Convert all the rows below into a two-column CSV with the headers request and answer, one line for each row. Put each request's text and its complete answer in a single quoted field, replacing any line breaks with spaces.
─── Input
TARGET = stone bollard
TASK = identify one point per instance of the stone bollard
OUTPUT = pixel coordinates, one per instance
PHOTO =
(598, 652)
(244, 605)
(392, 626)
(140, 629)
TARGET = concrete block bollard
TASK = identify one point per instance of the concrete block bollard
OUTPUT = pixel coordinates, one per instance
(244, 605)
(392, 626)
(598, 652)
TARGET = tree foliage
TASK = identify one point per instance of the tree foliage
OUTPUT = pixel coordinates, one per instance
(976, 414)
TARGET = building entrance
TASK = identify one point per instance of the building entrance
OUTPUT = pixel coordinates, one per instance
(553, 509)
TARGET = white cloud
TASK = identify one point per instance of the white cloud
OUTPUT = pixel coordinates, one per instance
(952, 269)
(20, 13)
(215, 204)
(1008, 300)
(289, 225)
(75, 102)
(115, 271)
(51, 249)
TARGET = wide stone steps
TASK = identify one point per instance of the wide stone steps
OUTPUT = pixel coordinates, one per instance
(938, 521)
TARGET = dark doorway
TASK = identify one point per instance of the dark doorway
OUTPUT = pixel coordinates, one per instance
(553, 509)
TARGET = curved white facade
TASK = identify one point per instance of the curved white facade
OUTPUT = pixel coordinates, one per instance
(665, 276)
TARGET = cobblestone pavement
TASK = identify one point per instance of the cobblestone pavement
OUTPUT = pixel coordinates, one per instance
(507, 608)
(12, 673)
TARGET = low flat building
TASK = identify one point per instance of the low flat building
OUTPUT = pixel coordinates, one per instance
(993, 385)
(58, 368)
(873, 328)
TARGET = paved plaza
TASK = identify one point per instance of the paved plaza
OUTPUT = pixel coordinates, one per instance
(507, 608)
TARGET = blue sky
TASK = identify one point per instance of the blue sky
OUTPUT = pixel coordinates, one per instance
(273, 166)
──────
● Written solution:
request,answer
"TARGET = stone bollard TASK = identify one point per instance of the stone bollard OUTPUT = pixel coordinates, one per instance PHOTO =","(598, 652) (244, 605) (392, 626) (140, 629)"
"TARGET = concrete block bollard TASK = identify one point per instance of the concrete block bollard OUTPUT = pixel coordinates, one per instance","(244, 605) (392, 626) (598, 652)"
"TARGET = tree foliage TASK = identify one point per instance of the tree foliage OUTPUT = pixel coordinates, one per instance","(976, 414)"
"TARGET = building entrance TASK = identify one point per instance of the building entrance OUTPUT = pixel coordinates, one per instance","(553, 509)"
"TARGET = white cloud TASK = identify one point per instance of the white cloud OUTPUT = pixel coordinates, one per instance","(952, 269) (20, 13) (215, 204) (1008, 300) (289, 225) (75, 102) (115, 271) (51, 249)"
"TARGET = wide stone steps TASK = identify one point per instance of the wide stone steps OUTPUT = pixel coordinates, one per instance","(938, 521)"
"TARGET = dark doorway TASK = identify one point per instance of the dark doorway OUTPUT = pixel coordinates, one per instance","(553, 509)"
"TARGET = curved white facade TASK = identify one point per instance of the curved white facade OUTPUT = pixel coordinates, one per instance","(665, 276)"
"TARGET = cobblestone pavement TASK = identify one point per instance of the cobblestone pavement OUTPUT = pixel coordinates, one per instance","(507, 608) (12, 673)"
"TARGET = low flat building TASK = identify one point per instance of the low flat building OUTPUT = pixel coordinates, one per instance","(993, 385) (58, 368) (873, 328)"
"TARGET = paved plaza TASK = identify one point per instance of the paved plaza OUTPUT = pixel coordinates, one per instance","(507, 608)"
"TARGET = blue sky TASK = identify one point per instance of the blue sky OUTPUT = pixel coordinates, one per instance","(273, 166)"